▶ _Excerpt provided_
####################

Coaching Literacy Workshop: Removing Barriers to Learning for Under-Prepared Students
Apr 21, 2007
Mesa Community College, Kirk Center
9:00am - 12:00pm
Sponsored by
Maricopa Center for Learning and Instruction (MCLI). Registration is open to the public; simply go to Register to the left.
About this workshop
When we teach students in the classroom how to write, we usually tell them what they need to know. Students learn to do. One-on-one instruction with the program Coaching Literacy™, however, creates a new possibility. What students need to know reveals itself as a result of doing the work. Students do to learn. Consequently, students can learn new techniques for reading and writing without needing technical instruction. This creates a new world of opportunity for students who have been struggling with their reading and writing. This also creates new opportunities for parents and students to tutor reading and writing.
The goal of this workshop is to
- Explore the methodology of Coaching Literacy™ so that teachers, parents, and directors of tutoring programs using peer tutors can see what new opportunities are possible for college and high school students.
- Provide hands-on experiences so that participants will acquire an ability to use the program of Coaching Literacy™ effectively and create new pathways of learning for students struggling with reading and writing.

####################

▶ _Complete the following_
(A) Answer these about the workshop announcement, one per line:
(i) At what location is the workshop held?
(ii) Which organization sponsors it?
(iii) In one-on-one instruction with Coaching Literacy™, what reveals itself as a result of doing the work?
(B) Proceed with the workshop announcement on Coaching Literacy™, writing on from its last line.
The stored items after this point are separate material and not part of the workshop announcement.

Stored items:
####################

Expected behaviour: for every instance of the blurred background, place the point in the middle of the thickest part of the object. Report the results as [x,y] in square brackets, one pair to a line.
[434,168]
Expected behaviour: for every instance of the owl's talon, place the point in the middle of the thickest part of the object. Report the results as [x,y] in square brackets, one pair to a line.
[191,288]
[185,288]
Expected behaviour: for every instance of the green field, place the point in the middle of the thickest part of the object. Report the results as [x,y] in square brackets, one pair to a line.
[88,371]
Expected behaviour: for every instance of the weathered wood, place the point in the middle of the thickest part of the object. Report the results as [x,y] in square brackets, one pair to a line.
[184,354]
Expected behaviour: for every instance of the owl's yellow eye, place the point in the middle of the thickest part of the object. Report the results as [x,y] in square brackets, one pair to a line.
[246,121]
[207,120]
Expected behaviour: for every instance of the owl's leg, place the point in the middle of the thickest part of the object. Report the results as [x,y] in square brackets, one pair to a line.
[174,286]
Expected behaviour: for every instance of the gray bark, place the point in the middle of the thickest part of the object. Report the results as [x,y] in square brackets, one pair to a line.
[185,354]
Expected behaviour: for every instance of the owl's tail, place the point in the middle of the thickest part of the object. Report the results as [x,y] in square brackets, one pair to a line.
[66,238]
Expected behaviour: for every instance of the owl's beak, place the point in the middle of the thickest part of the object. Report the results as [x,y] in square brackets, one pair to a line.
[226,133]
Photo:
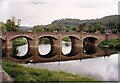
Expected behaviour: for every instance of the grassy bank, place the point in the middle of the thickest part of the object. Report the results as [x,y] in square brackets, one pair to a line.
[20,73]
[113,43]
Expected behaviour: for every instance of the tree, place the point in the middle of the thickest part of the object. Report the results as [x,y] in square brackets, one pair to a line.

####################

▶ _The responses_
(A)
(i) Mesa Community College, Kirk Center
(ii) The Maricopa Center for Learning and Instruction (MCLI)
(iii) What students need to know

(B)
- Provide participants with a source of free instructional materials for this program.
Agenda
8:30-9:00 am
Registration
9:10-10:00 am
Welcome and Overview of the Day
Hands-on experiences for teaching under-prepared students to do the following without needing any technical instruction:
- READING: Read and understand long, complicated sentences with embedded participial phrases and identify main ideas easily.
- WRITING: Write long, complicated sentences with embedded participial phrases.
10:00-10:10 am
Break
10:10-11:00 am
Hands-on experiences for teaching under-prepared students to do the following without needing any technical instruction:
- WRITING: Create mental images by describing what is happening out there in the world. For example, when we write, we could tell readers that it was cold. However, "cold" does not happen in the world. "Cold" is a concept that happens only in a person's thoughts. Showing what cold looks like creates a mental image that readers can experience. Here is an example. "My fingers were turning blue, and my face felt as if it were about to crack with the slightest touch."
- READING: Acquire a new ability to make inferences when they read. By describing outward acts, for example, that show what is happening out there in the world, students acquire a new ability to make inferences when they read. This is the "Writing Road to College Reading."
11:00 am -11:10 pm
Break 11:10-11:40 pm
Hands-on experiences for teaching under-prepared students to do the following without needing any technical instruction:
- WRITING: Write thesis statements and topic sentences that generate support. Learn about the different types of support for topic sentences.
- READING: Expand their capacity to read and understand textbooks by acquiring a familiarity with the different patterns of support.
11:40-12:00 pm
Complete assessment, event evaluation, and reflection.
About the speakers...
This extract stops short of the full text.